Start of Block

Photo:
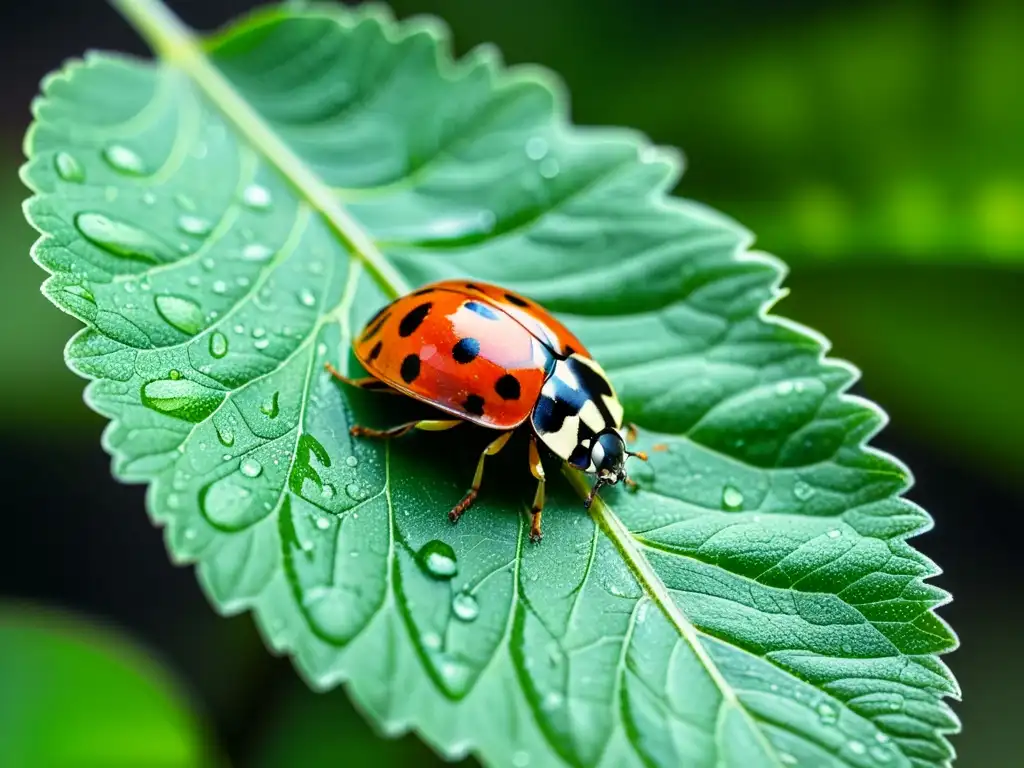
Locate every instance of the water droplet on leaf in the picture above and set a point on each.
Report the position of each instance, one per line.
(271, 408)
(438, 560)
(465, 607)
(251, 468)
(218, 345)
(182, 313)
(225, 435)
(69, 169)
(121, 239)
(802, 491)
(181, 398)
(732, 499)
(123, 160)
(82, 292)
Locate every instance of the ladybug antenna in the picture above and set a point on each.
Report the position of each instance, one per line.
(593, 493)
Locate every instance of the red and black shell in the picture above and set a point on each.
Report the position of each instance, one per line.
(496, 358)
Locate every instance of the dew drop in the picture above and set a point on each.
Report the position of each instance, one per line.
(537, 147)
(256, 252)
(182, 313)
(256, 197)
(465, 607)
(732, 499)
(218, 345)
(827, 714)
(184, 202)
(271, 408)
(194, 224)
(251, 468)
(549, 168)
(81, 292)
(437, 559)
(121, 239)
(121, 159)
(225, 435)
(802, 491)
(181, 398)
(69, 169)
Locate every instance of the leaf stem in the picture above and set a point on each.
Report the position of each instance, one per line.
(172, 41)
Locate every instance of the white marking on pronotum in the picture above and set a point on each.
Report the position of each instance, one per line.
(564, 440)
(592, 417)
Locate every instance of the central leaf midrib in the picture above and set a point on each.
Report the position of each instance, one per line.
(175, 44)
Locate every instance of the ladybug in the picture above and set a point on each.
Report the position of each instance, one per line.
(489, 356)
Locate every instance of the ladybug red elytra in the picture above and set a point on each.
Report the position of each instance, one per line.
(493, 357)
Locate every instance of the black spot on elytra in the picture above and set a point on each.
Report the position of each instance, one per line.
(413, 320)
(376, 324)
(508, 387)
(516, 300)
(482, 309)
(466, 350)
(410, 369)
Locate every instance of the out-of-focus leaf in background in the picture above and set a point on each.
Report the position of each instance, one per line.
(73, 693)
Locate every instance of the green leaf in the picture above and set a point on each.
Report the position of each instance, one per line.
(77, 694)
(754, 603)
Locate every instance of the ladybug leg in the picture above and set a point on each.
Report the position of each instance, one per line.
(428, 425)
(369, 383)
(537, 468)
(468, 500)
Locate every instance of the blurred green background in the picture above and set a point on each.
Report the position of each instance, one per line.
(878, 147)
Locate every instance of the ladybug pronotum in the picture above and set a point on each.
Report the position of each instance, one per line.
(492, 357)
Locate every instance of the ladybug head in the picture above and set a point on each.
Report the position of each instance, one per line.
(607, 455)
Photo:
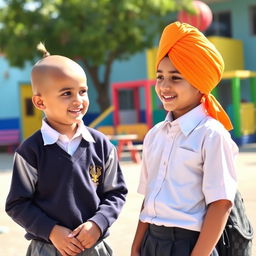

End of Block

» Exercise description:
When a line among the entries above contains "green", copy it.

» Output for this task:
Locate every instance of the green leaf in the picture above and set a point on each.
Locate every instance of the blurred green background in the picture above and set a point on each.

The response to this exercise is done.